What the task asks
Every line of the records that holds the word "flower" should be copied out.

--------------------

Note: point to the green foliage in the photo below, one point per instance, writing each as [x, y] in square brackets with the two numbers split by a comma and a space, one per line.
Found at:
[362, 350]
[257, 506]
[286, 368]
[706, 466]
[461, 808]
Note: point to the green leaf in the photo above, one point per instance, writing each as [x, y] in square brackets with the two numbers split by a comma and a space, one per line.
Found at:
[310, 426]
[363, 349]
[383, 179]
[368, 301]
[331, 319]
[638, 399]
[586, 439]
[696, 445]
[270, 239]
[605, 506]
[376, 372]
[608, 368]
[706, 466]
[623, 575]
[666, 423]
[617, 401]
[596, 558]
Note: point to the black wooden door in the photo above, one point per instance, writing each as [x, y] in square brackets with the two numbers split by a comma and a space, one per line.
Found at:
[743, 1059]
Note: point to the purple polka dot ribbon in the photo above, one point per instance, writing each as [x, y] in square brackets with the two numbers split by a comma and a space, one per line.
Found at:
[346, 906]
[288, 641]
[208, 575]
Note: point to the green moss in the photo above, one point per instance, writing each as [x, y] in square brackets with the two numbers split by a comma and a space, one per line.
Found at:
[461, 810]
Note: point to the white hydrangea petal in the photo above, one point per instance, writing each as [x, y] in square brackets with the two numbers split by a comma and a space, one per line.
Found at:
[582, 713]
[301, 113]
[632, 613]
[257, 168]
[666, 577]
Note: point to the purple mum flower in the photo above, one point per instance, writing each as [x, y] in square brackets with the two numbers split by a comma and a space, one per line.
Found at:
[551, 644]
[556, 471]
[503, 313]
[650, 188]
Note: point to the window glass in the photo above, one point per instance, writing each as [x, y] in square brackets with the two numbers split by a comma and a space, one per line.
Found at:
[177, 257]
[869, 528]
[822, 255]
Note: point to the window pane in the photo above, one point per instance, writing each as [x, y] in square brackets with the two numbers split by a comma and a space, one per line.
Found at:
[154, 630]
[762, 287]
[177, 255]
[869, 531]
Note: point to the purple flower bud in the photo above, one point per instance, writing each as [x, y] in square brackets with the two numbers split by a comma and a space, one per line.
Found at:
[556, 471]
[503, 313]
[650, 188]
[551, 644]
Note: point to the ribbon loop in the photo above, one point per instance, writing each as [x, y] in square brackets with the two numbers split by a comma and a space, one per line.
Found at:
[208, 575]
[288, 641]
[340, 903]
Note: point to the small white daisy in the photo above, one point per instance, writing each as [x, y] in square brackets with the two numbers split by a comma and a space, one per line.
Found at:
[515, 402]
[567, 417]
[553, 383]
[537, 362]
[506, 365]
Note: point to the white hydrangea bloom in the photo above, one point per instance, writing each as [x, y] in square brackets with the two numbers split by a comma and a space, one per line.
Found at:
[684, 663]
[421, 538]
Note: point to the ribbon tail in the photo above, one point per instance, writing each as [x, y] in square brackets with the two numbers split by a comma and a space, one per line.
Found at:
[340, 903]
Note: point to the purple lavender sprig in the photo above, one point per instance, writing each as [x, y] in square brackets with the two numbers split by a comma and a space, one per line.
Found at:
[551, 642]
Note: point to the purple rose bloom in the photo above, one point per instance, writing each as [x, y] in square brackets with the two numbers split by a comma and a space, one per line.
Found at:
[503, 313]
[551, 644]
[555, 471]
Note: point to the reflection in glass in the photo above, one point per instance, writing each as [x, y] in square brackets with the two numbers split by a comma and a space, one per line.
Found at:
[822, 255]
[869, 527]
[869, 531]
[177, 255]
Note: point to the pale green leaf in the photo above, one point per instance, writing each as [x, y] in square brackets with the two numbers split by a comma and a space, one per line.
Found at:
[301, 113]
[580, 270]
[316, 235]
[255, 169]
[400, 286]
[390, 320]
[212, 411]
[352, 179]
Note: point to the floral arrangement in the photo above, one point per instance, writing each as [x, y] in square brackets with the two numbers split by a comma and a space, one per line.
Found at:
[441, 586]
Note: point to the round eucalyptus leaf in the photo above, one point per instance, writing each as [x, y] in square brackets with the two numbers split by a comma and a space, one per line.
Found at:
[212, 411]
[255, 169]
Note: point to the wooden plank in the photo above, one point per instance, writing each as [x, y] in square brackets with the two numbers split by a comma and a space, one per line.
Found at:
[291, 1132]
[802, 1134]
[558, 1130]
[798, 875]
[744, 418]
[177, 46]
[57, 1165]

--------------------

Output of the exercise
Note: point to the purple mum flower in the photo above, one point per instance, writing each as [x, y] in square brackets with the two numbers split by a comma and a space, one per line.
Note: point to the purple flower bud in the photo above, one point per instance, writing each as [x, y] in square brackets with the two numbers split by a comma and a space, one per line.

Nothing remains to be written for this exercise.